[Referring expression data]
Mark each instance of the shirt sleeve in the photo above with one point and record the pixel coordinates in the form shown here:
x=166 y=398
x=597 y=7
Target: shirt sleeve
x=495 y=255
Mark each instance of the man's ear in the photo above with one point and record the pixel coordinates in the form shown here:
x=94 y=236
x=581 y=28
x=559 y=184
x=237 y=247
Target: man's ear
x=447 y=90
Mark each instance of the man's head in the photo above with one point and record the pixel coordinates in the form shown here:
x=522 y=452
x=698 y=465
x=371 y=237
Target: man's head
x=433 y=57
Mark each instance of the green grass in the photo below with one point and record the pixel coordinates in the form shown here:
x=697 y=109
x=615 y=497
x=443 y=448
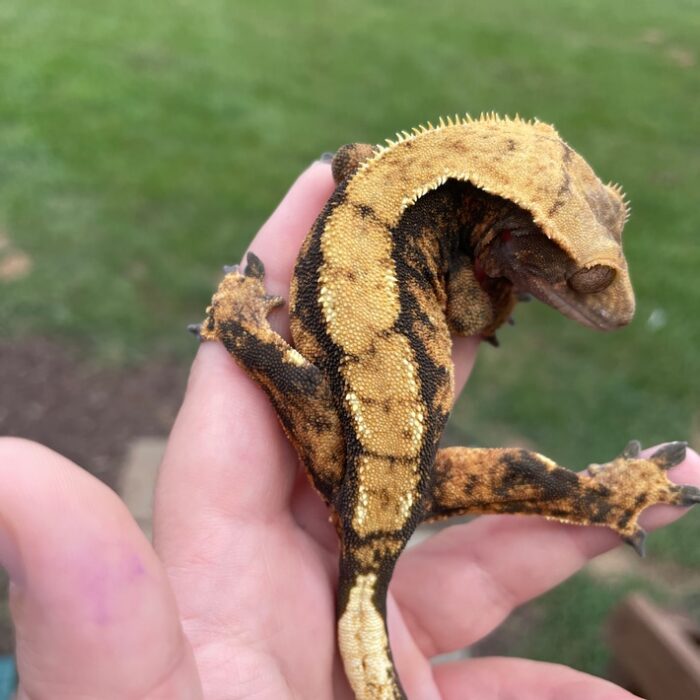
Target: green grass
x=142 y=144
x=568 y=625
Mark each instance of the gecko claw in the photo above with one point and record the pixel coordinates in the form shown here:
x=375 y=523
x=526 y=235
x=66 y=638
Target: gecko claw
x=689 y=496
x=254 y=267
x=632 y=450
x=670 y=455
x=637 y=541
x=273 y=301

What needs to be done: Set down the lines of the records above exactly, apart from the pictures.

Solution to this task:
Mark each instance of the shirt sleeve in the photo above with one point and record the pixel coordinates in the form shown here:
x=166 y=398
x=597 y=7
Target: shirt sleeve
x=495 y=255
Mark each instance of the man's ear in the photo above with one point and record the pixel coordinates in the form shown here:
x=94 y=236
x=581 y=28
x=559 y=184
x=237 y=247
Target: man's ear
x=447 y=90
Mark each instance of the man's head in the photo above with one point and record the pixel coordinates in the form shown here:
x=522 y=452
x=698 y=465
x=371 y=237
Target: man's head
x=433 y=57
Mark each instance of the green grass in the photo below with one point and record the pixel coordinates in the form shown here:
x=697 y=109
x=615 y=497
x=443 y=448
Target: green grass
x=142 y=144
x=568 y=625
Mark each instance of the gecko claw in the photo above with one point and record the pixel coordinates in the form shown here:
x=375 y=523
x=526 y=235
x=66 y=638
Target: gecko claw
x=689 y=496
x=254 y=267
x=632 y=450
x=670 y=455
x=637 y=541
x=273 y=301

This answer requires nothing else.